__TASK OBJECTIVE__:
The whole listing should come back exactly as written, except for the pictures.

__PROVIDED DATA__:
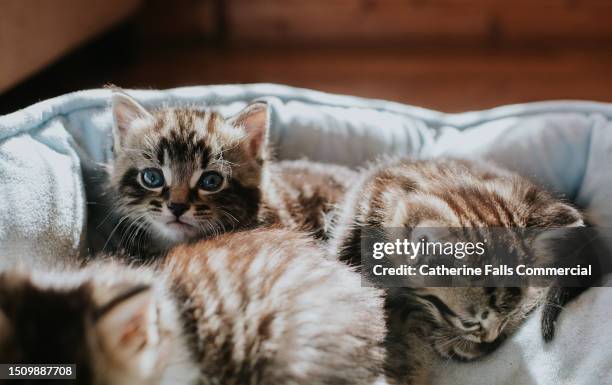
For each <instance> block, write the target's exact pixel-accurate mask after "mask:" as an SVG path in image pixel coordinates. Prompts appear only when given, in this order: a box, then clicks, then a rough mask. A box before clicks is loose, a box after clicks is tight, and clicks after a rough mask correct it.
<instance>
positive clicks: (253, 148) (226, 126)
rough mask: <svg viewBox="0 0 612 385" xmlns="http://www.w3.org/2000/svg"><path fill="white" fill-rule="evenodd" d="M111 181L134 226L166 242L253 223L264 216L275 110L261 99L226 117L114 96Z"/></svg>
mask: <svg viewBox="0 0 612 385" xmlns="http://www.w3.org/2000/svg"><path fill="white" fill-rule="evenodd" d="M113 116H114V121H115V124H114V138H115V141H114V155H115V157H114V162H113V167H112V172H111V183H112V186H113V188H114V190H115V192H116V193H117V196H118V199H117V202H116V203H117V207H118V209H119V212H120V213H121V214H122V215H123V216H122V219H121V221H123V223H124V225H126V226H127V229H126V230H125V233H126V234H125V235H124V238H125V239H127V242H130V241H134V240H135V239H138V237H139V235H142V233H146V234H149V235H150V237H149V240H150V241H153V242H157V243H159V244H161V245H164V246H166V247H168V246H171V245H173V244H176V243H179V242H184V241H188V240H192V239H197V238H201V237H205V236H209V235H213V234H217V233H220V232H223V231H225V230H229V229H232V228H234V227H237V226H247V225H249V224H251V223H252V222H253V221H254V220H255V219H256V216H257V210H258V205H259V201H260V196H261V192H260V189H259V185H260V182H261V171H262V166H263V162H264V158H265V156H264V152H265V136H266V130H267V108H266V106H265V104H263V103H256V104H253V105H251V106H249V107H247V108H246V109H245V110H243V111H242V112H241V113H239V114H238V115H237V116H235V117H233V118H231V119H228V120H225V119H223V118H222V117H221V116H220V115H218V114H217V113H215V112H210V111H207V112H203V111H199V110H195V109H180V108H163V109H159V110H156V111H151V112H149V111H147V110H146V109H145V108H144V107H142V106H141V105H139V104H138V103H137V102H136V101H135V100H133V99H132V98H130V97H128V96H127V95H125V94H122V93H116V94H115V95H114V96H113Z"/></svg>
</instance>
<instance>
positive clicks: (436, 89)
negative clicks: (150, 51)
mask: <svg viewBox="0 0 612 385" xmlns="http://www.w3.org/2000/svg"><path fill="white" fill-rule="evenodd" d="M116 82H117V84H121V85H127V86H139V87H151V86H153V87H156V88H167V87H174V86H179V85H192V84H220V83H253V82H273V83H284V84H290V85H293V86H298V87H306V88H314V89H318V90H323V91H328V92H336V93H343V94H352V95H359V96H364V97H372V98H381V99H390V100H395V101H399V102H404V103H410V104H415V105H419V106H423V107H429V108H434V109H439V110H443V111H449V112H452V111H463V110H473V109H482V108H488V107H492V106H496V105H500V104H507V103H519V102H528V101H534V100H546V99H593V100H599V101H607V102H612V50H610V51H596V50H591V51H576V50H573V51H561V50H555V51H541V50H531V51H514V52H501V53H500V52H497V53H496V52H483V51H450V50H440V51H421V52H419V51H412V52H403V51H402V50H399V49H386V50H361V49H355V48H353V49H346V50H338V49H336V50H333V49H325V50H315V49H301V50H298V49H290V50H287V49H285V50H280V49H277V50H274V49H264V50H261V49H260V50H256V49H253V50H243V49H235V50H229V51H219V50H210V49H209V50H205V49H204V50H195V49H188V50H176V51H171V52H157V53H150V54H147V55H142V56H139V58H138V59H137V60H136V61H135V62H134V63H132V65H131V66H128V67H126V68H124V69H122V70H121V71H119V73H117V77H116Z"/></svg>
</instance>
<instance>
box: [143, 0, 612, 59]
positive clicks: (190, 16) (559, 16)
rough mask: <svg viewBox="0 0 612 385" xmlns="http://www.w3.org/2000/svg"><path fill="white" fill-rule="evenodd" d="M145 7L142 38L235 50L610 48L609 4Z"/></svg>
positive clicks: (200, 5)
mask: <svg viewBox="0 0 612 385" xmlns="http://www.w3.org/2000/svg"><path fill="white" fill-rule="evenodd" d="M172 4H173V6H172V7H168V2H167V1H166V0H149V1H148V6H147V7H146V8H145V10H144V12H143V17H142V18H141V19H140V25H141V31H145V36H149V37H157V38H160V37H163V38H172V37H175V38H190V39H193V38H195V37H199V38H207V39H219V40H223V43H226V44H227V43H229V44H232V45H253V44H255V45H317V46H330V45H331V46H333V45H338V46H347V45H356V46H363V45H385V46H389V45H398V44H399V45H404V44H410V45H441V46H444V45H458V44H459V45H469V46H487V47H489V46H502V47H503V46H529V45H547V46H567V45H577V46H581V45H584V44H587V45H594V44H609V43H611V42H612V17H611V15H612V1H610V0H178V1H174V2H172Z"/></svg>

__SOLUTION TO THE EXERCISE__:
For each <instance> block, write the target's exact pixel-accurate mask after "mask:" as an SVG path in image pixel coordinates. Prompts appear only when given, in this order: a box, then clicks, then a rough mask. A box before clicks is loose, a box after clicks is tight, and clicks after a rough mask correct it.
<instance>
positive clicks: (253, 148) (226, 126)
rough mask: <svg viewBox="0 0 612 385" xmlns="http://www.w3.org/2000/svg"><path fill="white" fill-rule="evenodd" d="M111 181L134 226L166 242L253 223L264 216L275 110L261 99L226 117L114 96Z"/></svg>
mask: <svg viewBox="0 0 612 385" xmlns="http://www.w3.org/2000/svg"><path fill="white" fill-rule="evenodd" d="M113 116H114V121H115V124H114V138H115V141H114V155H115V157H114V162H113V167H112V172H111V183H112V186H113V188H114V190H115V192H116V193H117V196H118V199H117V202H116V203H117V207H118V209H119V212H120V213H121V214H122V215H123V216H122V219H121V221H123V223H124V225H126V226H127V229H126V230H125V233H126V234H125V235H124V238H125V239H127V242H130V241H134V240H135V239H138V237H139V235H142V233H146V234H149V235H150V237H149V240H150V241H153V242H157V243H159V244H161V245H164V246H166V247H168V246H171V245H173V244H176V243H179V242H184V241H188V240H192V239H197V238H201V237H205V236H209V235H213V234H217V233H220V232H223V231H225V230H229V229H232V228H234V227H237V226H247V225H249V224H251V223H252V222H253V221H254V220H255V219H256V216H257V210H258V205H259V201H260V196H261V192H260V189H259V185H260V182H261V171H262V166H263V162H264V158H265V156H264V152H265V136H266V130H267V108H266V106H265V104H263V103H256V104H253V105H251V106H249V107H247V108H246V109H245V110H243V111H242V112H241V113H239V114H238V115H237V116H235V117H233V118H231V119H228V120H225V119H223V118H222V117H221V116H220V115H218V114H217V113H215V112H210V111H207V112H203V111H199V110H195V109H180V108H163V109H159V110H156V111H151V112H149V111H147V110H146V109H145V108H144V107H142V106H141V105H139V104H138V103H137V102H136V101H135V100H133V99H132V98H130V97H128V96H127V95H125V94H122V93H116V94H115V95H114V96H113Z"/></svg>
</instance>
<instance>
positive clicks: (436, 89)
negative clicks: (150, 51)
mask: <svg viewBox="0 0 612 385" xmlns="http://www.w3.org/2000/svg"><path fill="white" fill-rule="evenodd" d="M116 82H117V84H121V85H127V86H139V87H151V86H153V87H156V88H167V87H174V86H179V85H192V84H220V83H253V82H273V83H284V84H290V85H293V86H298V87H306V88H314V89H318V90H323V91H328V92H336V93H343V94H352V95H359V96H364V97H372V98H381V99H390V100H395V101H399V102H404V103H410V104H415V105H419V106H423V107H429V108H434V109H439V110H443V111H449V112H452V111H463V110H473V109H482V108H488V107H492V106H496V105H500V104H507V103H519V102H528V101H534V100H546V99H593V100H599V101H607V102H612V50H610V51H596V50H591V51H576V50H573V51H561V50H555V51H541V50H531V51H514V52H501V53H500V52H497V53H496V52H483V51H450V50H440V51H421V52H419V51H412V52H403V51H402V50H399V49H386V50H361V49H355V48H353V49H346V50H338V49H336V50H333V49H325V50H315V49H301V50H298V49H290V50H287V49H285V50H280V49H277V50H274V49H264V50H261V49H260V50H256V49H253V50H243V49H235V50H229V51H219V50H210V49H209V50H205V49H204V50H195V49H188V50H176V51H171V52H157V53H150V54H147V55H142V56H139V58H138V59H137V60H136V61H135V62H134V63H132V65H131V66H128V67H126V68H124V69H122V70H121V71H119V73H117V77H116Z"/></svg>
</instance>
<instance>
box: [143, 0, 612, 59]
positive clicks: (190, 16) (559, 16)
rough mask: <svg viewBox="0 0 612 385" xmlns="http://www.w3.org/2000/svg"><path fill="white" fill-rule="evenodd" d="M145 7L142 38L235 50L610 48L609 4Z"/></svg>
positive clicks: (200, 5)
mask: <svg viewBox="0 0 612 385" xmlns="http://www.w3.org/2000/svg"><path fill="white" fill-rule="evenodd" d="M172 4H173V6H172V7H168V2H167V1H166V0H149V1H148V6H147V7H146V8H145V10H144V12H143V17H142V18H141V19H140V25H141V31H145V36H149V37H157V38H160V37H163V38H172V37H175V38H190V39H193V38H195V37H199V38H207V39H219V40H223V43H226V44H227V43H229V44H232V45H253V44H255V45H317V46H330V45H331V46H333V45H338V46H347V45H356V46H363V45H385V46H389V45H398V44H399V45H404V44H410V45H441V46H444V45H458V44H459V45H469V46H487V47H489V46H502V47H503V46H529V45H547V46H567V45H577V46H581V45H584V44H587V45H594V44H609V43H611V42H612V17H611V15H612V1H610V0H178V1H174V2H172Z"/></svg>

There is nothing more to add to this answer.